POKAZANY MATERIAŁ:

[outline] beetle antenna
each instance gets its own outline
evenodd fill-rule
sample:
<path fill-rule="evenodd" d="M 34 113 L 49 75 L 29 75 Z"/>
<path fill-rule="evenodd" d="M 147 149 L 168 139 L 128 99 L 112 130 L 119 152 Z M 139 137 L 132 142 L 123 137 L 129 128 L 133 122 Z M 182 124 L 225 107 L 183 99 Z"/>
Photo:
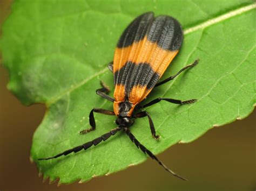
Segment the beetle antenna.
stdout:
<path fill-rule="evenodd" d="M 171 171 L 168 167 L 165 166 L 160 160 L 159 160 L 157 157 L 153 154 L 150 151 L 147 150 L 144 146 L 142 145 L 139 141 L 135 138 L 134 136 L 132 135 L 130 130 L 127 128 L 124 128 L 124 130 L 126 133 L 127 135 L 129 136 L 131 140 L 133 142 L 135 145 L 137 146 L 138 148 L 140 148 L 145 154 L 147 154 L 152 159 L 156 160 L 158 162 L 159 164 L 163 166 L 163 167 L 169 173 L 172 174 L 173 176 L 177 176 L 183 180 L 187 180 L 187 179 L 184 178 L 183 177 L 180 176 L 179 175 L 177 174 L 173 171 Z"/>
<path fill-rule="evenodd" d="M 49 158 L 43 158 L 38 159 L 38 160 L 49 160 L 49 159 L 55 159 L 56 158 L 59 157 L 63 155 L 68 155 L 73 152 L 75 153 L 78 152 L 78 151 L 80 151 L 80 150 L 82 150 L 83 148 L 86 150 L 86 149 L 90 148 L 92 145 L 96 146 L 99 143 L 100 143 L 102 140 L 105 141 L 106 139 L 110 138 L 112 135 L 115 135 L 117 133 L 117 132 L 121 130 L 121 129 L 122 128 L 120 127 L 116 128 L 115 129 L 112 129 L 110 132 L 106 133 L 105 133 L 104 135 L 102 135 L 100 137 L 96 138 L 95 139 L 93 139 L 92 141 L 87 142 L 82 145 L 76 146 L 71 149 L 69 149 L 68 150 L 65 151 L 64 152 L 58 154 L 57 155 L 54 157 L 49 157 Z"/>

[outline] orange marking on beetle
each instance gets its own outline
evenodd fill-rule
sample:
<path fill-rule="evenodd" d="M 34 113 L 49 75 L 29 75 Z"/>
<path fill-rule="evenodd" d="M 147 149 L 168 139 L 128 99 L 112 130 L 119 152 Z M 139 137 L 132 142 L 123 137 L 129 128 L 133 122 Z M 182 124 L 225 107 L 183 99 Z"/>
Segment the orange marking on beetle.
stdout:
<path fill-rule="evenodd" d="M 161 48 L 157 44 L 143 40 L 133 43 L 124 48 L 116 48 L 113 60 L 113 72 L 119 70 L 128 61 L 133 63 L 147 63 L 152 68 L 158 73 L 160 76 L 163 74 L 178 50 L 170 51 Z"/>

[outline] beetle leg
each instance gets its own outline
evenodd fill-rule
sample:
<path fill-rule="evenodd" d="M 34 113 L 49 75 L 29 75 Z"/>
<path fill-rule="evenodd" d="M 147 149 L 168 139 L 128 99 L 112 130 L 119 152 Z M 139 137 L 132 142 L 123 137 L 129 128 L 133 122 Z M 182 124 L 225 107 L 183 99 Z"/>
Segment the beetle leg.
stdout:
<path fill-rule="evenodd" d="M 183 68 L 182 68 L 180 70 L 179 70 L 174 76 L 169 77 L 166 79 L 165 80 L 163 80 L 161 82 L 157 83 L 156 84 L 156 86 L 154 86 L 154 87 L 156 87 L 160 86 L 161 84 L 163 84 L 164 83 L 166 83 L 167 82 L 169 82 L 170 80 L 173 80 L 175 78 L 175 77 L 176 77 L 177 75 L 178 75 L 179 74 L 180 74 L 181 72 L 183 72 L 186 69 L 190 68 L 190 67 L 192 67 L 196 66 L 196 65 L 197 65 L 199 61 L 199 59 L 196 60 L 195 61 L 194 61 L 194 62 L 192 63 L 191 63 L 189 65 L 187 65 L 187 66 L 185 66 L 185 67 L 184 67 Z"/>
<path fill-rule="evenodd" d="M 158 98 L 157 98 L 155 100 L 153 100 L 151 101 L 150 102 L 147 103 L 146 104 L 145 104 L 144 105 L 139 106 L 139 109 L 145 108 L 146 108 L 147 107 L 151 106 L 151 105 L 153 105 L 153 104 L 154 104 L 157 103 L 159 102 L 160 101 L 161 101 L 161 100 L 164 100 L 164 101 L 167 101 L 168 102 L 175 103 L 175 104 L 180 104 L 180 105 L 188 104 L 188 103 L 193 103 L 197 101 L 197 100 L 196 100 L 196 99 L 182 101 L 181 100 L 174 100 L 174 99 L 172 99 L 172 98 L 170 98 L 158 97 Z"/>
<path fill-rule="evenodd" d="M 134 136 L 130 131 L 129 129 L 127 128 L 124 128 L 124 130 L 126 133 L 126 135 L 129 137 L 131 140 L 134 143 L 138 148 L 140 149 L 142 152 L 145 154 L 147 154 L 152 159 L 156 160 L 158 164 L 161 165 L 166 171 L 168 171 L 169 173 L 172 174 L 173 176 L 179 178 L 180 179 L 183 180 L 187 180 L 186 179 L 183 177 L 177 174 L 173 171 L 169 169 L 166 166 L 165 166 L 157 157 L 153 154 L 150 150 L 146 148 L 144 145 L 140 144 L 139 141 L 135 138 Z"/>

CEL ZADANIA:
Proszę przepisać dosłownie wiersze od samego początku aż do wiersza z „49 158 L 43” włącznie. W odpowiedzi pomiń obrazy.

GOTOWE ĆWICZENIE:
[outline] beetle antenna
each instance gets its own outline
evenodd fill-rule
sample:
<path fill-rule="evenodd" d="M 34 113 L 49 75 L 29 75 Z"/>
<path fill-rule="evenodd" d="M 147 149 L 168 139 L 128 99 L 112 130 L 119 152 Z M 139 137 L 132 142 L 123 137 L 129 128 L 133 122 Z M 182 124 L 225 107 L 183 99 Z"/>
Photo:
Segment the beetle antenna.
stdout:
<path fill-rule="evenodd" d="M 171 171 L 168 167 L 165 166 L 160 160 L 159 160 L 157 157 L 153 154 L 150 151 L 147 150 L 144 146 L 142 145 L 139 141 L 135 138 L 134 136 L 132 135 L 130 130 L 127 128 L 124 128 L 124 130 L 126 133 L 127 135 L 129 136 L 131 140 L 133 142 L 135 145 L 137 146 L 138 148 L 140 148 L 145 154 L 147 154 L 152 159 L 156 160 L 158 162 L 159 164 L 163 166 L 163 167 L 169 173 L 172 174 L 173 176 L 177 176 L 183 180 L 187 180 L 187 179 L 184 178 L 183 177 L 180 176 L 179 175 L 177 174 L 173 171 Z"/>
<path fill-rule="evenodd" d="M 49 158 L 43 158 L 38 159 L 38 160 L 49 160 L 49 159 L 55 159 L 56 158 L 59 157 L 63 155 L 68 155 L 73 152 L 75 153 L 78 152 L 78 151 L 80 151 L 80 150 L 82 150 L 83 148 L 86 150 L 86 149 L 90 148 L 92 145 L 96 146 L 99 143 L 100 143 L 102 140 L 105 141 L 106 139 L 110 138 L 112 135 L 115 135 L 117 133 L 117 132 L 121 130 L 121 129 L 122 128 L 120 127 L 116 128 L 115 129 L 112 129 L 110 132 L 106 133 L 105 133 L 104 135 L 102 135 L 100 137 L 96 138 L 95 139 L 93 139 L 92 141 L 87 142 L 82 145 L 76 146 L 71 149 L 69 149 L 68 150 L 65 151 L 64 152 L 58 154 L 57 155 L 54 157 L 49 157 Z"/>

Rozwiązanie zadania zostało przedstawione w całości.